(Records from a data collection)
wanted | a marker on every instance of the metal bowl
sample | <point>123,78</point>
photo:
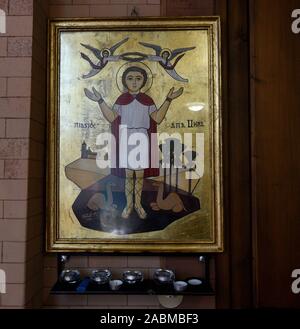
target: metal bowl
<point>132,277</point>
<point>100,276</point>
<point>164,276</point>
<point>70,276</point>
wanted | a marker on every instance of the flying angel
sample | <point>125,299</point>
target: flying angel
<point>165,56</point>
<point>104,56</point>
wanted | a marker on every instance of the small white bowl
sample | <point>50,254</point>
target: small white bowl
<point>194,282</point>
<point>115,284</point>
<point>179,285</point>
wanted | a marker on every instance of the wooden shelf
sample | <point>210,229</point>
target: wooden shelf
<point>147,287</point>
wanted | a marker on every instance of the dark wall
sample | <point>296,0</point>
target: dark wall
<point>275,113</point>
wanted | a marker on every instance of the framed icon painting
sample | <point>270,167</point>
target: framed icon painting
<point>134,136</point>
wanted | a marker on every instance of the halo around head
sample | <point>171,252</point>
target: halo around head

■ **Short problem**:
Render all of the data above as a JSON list of strings, one string per line, with blank lines omitted. Exclude the pictures from the output.

■ **Answer to this problem**:
[
  "wanted | a marker on every instance of the metal bowl",
  "sample | <point>123,78</point>",
  "photo:",
  "target: metal bowl",
  "<point>132,277</point>",
  "<point>100,276</point>",
  "<point>164,276</point>",
  "<point>70,276</point>",
  "wanted | a marker on every instance of the flying angel",
  "sample | <point>125,299</point>",
  "target: flying angel",
  "<point>165,56</point>",
  "<point>104,56</point>",
  "wanted | a marker on every instance of the small white bowl",
  "sample | <point>50,254</point>",
  "target: small white bowl",
  "<point>194,282</point>",
  "<point>115,284</point>",
  "<point>179,285</point>",
  "wanted | a marker on every instance of the wooden shelf",
  "sample | <point>210,229</point>",
  "target: wooden shelf",
  "<point>147,287</point>",
  "wanted | a marker on every instance of the dark wall",
  "sample | <point>296,0</point>",
  "target: dark wall",
  "<point>275,113</point>",
  "wanted | a marker on every instance of the framed icon painting",
  "sample | <point>270,167</point>",
  "target: framed icon painting",
  "<point>134,136</point>",
  "wanted | a marker on every instance of the halo around head",
  "sample | <point>171,252</point>",
  "target: halo around head"
]